THE INPUT: Begin

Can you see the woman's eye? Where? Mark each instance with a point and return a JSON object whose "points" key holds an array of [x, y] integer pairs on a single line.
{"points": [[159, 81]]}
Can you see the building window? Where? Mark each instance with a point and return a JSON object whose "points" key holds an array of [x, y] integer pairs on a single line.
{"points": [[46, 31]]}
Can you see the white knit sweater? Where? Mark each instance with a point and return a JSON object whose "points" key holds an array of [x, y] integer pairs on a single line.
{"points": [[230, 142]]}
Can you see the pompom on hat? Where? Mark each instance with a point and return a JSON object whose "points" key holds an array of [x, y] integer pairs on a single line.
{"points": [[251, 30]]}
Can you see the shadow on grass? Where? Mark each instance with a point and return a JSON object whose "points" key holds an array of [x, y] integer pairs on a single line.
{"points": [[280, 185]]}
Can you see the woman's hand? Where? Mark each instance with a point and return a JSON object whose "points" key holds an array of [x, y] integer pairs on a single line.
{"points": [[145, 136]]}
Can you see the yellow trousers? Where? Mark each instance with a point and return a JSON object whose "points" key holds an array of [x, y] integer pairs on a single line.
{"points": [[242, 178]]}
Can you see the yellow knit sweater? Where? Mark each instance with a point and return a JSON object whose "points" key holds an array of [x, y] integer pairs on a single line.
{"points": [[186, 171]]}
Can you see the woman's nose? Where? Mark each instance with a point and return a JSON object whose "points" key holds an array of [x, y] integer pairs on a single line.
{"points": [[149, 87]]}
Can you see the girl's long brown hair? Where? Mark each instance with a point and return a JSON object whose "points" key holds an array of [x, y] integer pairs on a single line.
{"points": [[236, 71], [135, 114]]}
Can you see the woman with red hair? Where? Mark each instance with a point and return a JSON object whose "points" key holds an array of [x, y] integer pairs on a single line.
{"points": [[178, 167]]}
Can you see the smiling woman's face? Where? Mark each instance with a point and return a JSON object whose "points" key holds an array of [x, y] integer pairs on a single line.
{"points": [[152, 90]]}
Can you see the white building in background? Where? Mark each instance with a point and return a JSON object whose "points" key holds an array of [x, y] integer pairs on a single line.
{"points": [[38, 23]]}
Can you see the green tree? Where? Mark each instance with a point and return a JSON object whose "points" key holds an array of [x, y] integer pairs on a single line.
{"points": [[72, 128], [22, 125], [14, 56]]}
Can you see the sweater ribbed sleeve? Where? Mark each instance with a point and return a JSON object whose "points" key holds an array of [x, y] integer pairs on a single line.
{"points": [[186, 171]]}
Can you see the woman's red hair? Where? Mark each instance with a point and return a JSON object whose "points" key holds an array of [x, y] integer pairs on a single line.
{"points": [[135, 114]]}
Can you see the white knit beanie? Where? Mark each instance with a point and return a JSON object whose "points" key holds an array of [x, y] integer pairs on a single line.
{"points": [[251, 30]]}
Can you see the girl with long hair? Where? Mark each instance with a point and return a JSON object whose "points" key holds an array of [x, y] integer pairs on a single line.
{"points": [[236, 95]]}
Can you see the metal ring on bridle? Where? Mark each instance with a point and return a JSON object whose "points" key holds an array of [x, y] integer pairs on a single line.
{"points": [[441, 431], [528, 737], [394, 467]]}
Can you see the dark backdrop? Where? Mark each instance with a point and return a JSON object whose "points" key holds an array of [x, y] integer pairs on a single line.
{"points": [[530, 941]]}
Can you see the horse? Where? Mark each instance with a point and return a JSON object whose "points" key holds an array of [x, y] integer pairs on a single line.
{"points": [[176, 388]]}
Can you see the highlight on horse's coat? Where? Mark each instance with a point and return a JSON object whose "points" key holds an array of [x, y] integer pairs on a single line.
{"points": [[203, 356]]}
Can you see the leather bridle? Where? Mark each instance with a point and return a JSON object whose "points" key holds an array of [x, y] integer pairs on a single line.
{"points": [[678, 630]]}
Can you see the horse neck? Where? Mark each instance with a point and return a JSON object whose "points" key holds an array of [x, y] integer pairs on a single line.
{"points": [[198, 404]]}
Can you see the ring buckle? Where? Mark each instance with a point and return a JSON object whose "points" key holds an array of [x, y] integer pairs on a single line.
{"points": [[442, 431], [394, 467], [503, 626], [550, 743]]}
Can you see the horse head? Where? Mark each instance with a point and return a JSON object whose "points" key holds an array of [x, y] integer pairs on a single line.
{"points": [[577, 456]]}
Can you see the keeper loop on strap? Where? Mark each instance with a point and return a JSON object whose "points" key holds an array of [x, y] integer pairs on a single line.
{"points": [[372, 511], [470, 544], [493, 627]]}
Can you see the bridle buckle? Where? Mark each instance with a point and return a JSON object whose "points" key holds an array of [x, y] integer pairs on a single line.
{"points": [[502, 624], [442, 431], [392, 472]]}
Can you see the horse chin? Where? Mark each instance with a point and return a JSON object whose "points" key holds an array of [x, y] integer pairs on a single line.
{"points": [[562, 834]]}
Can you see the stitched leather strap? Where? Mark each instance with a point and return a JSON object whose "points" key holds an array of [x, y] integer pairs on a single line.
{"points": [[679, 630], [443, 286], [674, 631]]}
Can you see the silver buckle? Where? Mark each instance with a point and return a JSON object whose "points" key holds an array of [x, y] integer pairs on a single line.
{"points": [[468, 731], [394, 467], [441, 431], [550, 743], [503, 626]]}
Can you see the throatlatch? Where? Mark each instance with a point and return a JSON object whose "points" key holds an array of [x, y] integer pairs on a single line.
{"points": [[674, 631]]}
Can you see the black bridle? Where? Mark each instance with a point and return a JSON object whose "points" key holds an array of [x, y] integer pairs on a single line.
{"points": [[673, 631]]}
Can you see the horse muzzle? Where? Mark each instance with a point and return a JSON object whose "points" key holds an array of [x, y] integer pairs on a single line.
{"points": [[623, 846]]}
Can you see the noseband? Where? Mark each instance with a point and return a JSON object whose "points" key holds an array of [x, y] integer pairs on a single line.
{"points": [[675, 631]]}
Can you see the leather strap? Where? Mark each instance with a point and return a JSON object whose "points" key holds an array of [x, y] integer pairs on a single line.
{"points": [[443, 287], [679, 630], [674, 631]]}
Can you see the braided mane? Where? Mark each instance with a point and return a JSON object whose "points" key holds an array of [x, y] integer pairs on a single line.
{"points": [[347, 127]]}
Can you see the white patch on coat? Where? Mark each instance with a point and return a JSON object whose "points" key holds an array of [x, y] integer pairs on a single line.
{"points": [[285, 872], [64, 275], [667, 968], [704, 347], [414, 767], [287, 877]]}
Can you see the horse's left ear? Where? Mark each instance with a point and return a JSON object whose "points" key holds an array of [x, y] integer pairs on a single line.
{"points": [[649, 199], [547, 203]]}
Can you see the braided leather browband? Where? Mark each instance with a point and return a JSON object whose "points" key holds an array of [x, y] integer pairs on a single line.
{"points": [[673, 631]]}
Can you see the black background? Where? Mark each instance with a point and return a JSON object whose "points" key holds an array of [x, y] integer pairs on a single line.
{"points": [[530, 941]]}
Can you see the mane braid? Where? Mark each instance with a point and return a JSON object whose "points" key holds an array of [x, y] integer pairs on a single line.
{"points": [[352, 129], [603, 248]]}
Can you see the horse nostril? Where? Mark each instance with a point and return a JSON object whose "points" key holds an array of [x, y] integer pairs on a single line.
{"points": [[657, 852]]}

THE INPUT: End

--- THE PROBLEM ---
Return all of the data word for word.

--- ANSWER TO THE EXERCISE ---
Can you see the woman's eye? Where? Mark each instance with a point and return a JSON object whose "points" key holds an array of [x, y] integer pairs on a single line.
{"points": [[159, 81]]}
Can you see the building window? Where? Mark each instance with a point and return a JSON object whose "points" key holds an array of [x, y] integer pairs on a single line.
{"points": [[46, 31]]}
Can you see the white knit sweater? Where? Mark each instance with a point and return a JSON object whose "points" key holds an array of [x, y] integer pairs on a single line.
{"points": [[230, 142]]}
Can you see the pompom on hat? Where? Mark each instance with a point and return a JSON object whose "points" key holds an array of [x, y] integer pairs on a single line.
{"points": [[251, 30]]}
Can you see the shadow on grass? Where? Mark each instance with a point and return a JSON object whose "points" key holds an array of [x, y] integer pairs on a single line.
{"points": [[280, 185]]}
Can you see the woman's hand? Where? Mark each instance with a point and return a JSON object whose "points" key holds an array of [x, y] integer pairs on a single line.
{"points": [[145, 136]]}
Can you see the yellow trousers? Where? Mark each instance with a point and return a JSON object whose "points" key holds an array of [x, y] integer pairs on a single line.
{"points": [[242, 178]]}
Can you see the yellow knit sweater? Where? Mark each instance with a point and return a JSON object whose "points" key holds an array of [x, y] integer pairs on a single line.
{"points": [[186, 171]]}
Can you see the woman's nose? Where? Mark each instance with a point and return a JSON object whose "points" key holds an array of [x, y] integer pairs on a single line.
{"points": [[149, 87]]}
Can you see the girl's long brown hair? Where? Mark each instance with a point and return a JSON object whose "points" key holds an array of [x, y] integer pairs on a single line.
{"points": [[236, 71], [135, 114]]}
Can you see the woman with red hair? Where? Mark each instance with a point and return a JSON object whose "points" key holds an array of [x, y] integer pairs on a single line.
{"points": [[178, 167]]}
Can you see the smiling woman's face? Where? Mark each instance with a point and return a JSON object whose "points" key holds an array of [x, y] integer pairs on a single line.
{"points": [[152, 90]]}
Can you see the white building in background? Where? Mark each instance with a point and return a JSON object whose "points" key holds an array of [x, y] integer pairs on a single line.
{"points": [[38, 23]]}
Can you see the green tree? Where? Mark each instance with a point and return a JSON object whose "points" key holds an array of [x, y] integer pairs on a single line.
{"points": [[72, 128], [22, 125], [14, 56]]}
Can you see the sweater ribbed sleeve? Where? Mark each instance with a point and return a JSON object whose "points" key holds an array of [x, y] integer pairs on a single line.
{"points": [[186, 171]]}
Can you see the woman's red hair? Where? Mark each instance with a point and return a JSON object whose "points" key holds an array of [x, y] integer pairs on a single line.
{"points": [[135, 114]]}
Can you see the white knit beanie? Where? Mark each instance with a point and return a JSON object whose "points" key holds an array of [x, y] integer pairs on a single line.
{"points": [[251, 30]]}
Can you see the girl with long hair? Where? Mark each instance with a point and return a JSON object whose "points" key holds an array of [x, y] integer pairs on a single line.
{"points": [[236, 95]]}
Can you see the metal ring on bridle? Where? Mark each instance with a point and return a JSON object whose "points" key holds an array of [x, y] integer pairs on a single line.
{"points": [[441, 431], [528, 737], [394, 467]]}
Can you see the dark backdrop? Where? Mark each instance with a point and return a JSON object whose "points" key holds an array of [x, y] integer pairs on a single line.
{"points": [[530, 941]]}
Can you see the horse? Where? Mark each instance with a point and return a JSON object whose "points" key holds an array of [x, y] integer pairs on a single line.
{"points": [[176, 388]]}
Can you see the highlight on horse's coat? Where? Mark each instance with a point and return a JSON object whose "points" key holds an array of [x, y] integer pairs on a single line.
{"points": [[203, 356]]}
Can you see the leather bridle? Where? Mark each instance with a point and return a JSON object whose "points" key holds an array of [x, y] integer pairs on a single line.
{"points": [[678, 630]]}
Can you see the horse neck? Where? Mark each instance with a point and return a JSON object whose "points" key holds an array of [x, y] integer pairs on a single line.
{"points": [[198, 404]]}
Can you see the ring buckle? Where? Mark each instance with a point and return a JSON object whose "points" key holds an array of [x, y] integer pairs on a single line.
{"points": [[442, 431], [394, 467], [503, 626], [550, 743]]}
Can you see the horse head? Where? Mark each instance with a point and return a JSON object whose "points" key holds an array of [x, y] integer pairs on a single line.
{"points": [[577, 456]]}
Can you see the keeper loop on strap? Where? Mark each instance with a point and return a JSON object whose "points" key holds an array of [x, y] integer pairs on a single line.
{"points": [[372, 511], [470, 544], [493, 627]]}
Can you see the bridle buckle? Where? Mark each instance with a point and return a JSON object whose "points" key holds an array of [x, y] integer pairs on a single line.
{"points": [[502, 624], [442, 431], [392, 472]]}
Can you see the horse chin? Where? Mark each instance with a point and return a JSON object whose "points" key holds an array of [x, y] integer pairs on a single line.
{"points": [[562, 834]]}
Can you see the stitched leather strap? Where? Mark each instance with a point and return a JSON object whose "points" key holds an array of [x, y] integer pairs on a single line.
{"points": [[679, 630], [443, 286], [674, 631]]}
Can you see the silver buckle? Where? Mark each instance with a point and return a JSON object whose "points" key holds an array of [x, y] integer pairs on a single line.
{"points": [[468, 731], [394, 467], [441, 431], [550, 743], [503, 626]]}
Can you see the throatlatch? Where? Mark each instance with a point and return a JSON object whose "points" key holds an array of [x, y] integer pairs on a single line.
{"points": [[674, 631]]}
Can you see the black bridle? Where? Mark each instance with a point and return a JSON object whose "points" key holds an array of [x, y] integer pairs on a single line.
{"points": [[673, 631]]}
Can you see the horse muzzle? Where? Mark each instance with a point and return a JSON object whose "points" key holds an array of [x, y] integer pairs on a single line.
{"points": [[623, 846]]}
Can you see the noseband? Where? Mark each instance with a point and return a JSON object whose "points" key holds an array of [x, y] integer pairs on a single line.
{"points": [[675, 631]]}
Can you see the leather strap? Where? Mark each instance with a point and return a JSON object whose "points" key holds an array of [x, y] integer pairs on a single line.
{"points": [[443, 287], [679, 630], [674, 631]]}
Can you see the braided mane? Where? Mark each instance with a point and return a JSON object whose "points" key holds an array of [x, y] integer pairs on a single line.
{"points": [[347, 127]]}
Can you see the white patch on coat? Where? Mark each instance with a point and return a JSON object whose "points" key holds an array of [x, y] integer pairs on a single line.
{"points": [[285, 872], [64, 275], [667, 968], [704, 347], [414, 767], [287, 877]]}
Can you see the horse's left ear? Where? Mark each instance with a point and return a JSON object whose "points" key holds an array of [x, y] integer pairs on a single line.
{"points": [[649, 199], [547, 203]]}
Can you see the braided leather browband? Where? Mark each instance with a point and return a JSON object whose "points" key holds an array of [x, y] integer pairs on a single line.
{"points": [[673, 631]]}
Can you see the black background? Where? Mark each instance with a point and return a JSON object whose "points" key holds an array of [x, y] integer pairs on a single line.
{"points": [[530, 941]]}
Can you see the mane braid? Where? Mark each instance with a point and return a JSON object whose "points" key holds an array of [x, y] integer pairs on a single line.
{"points": [[352, 129], [603, 248]]}
Can you see the horse nostril? Where? Mark each instance with a point and return a JSON object whose "points" key holds an array of [x, y] integer pairs on a single line.
{"points": [[657, 852]]}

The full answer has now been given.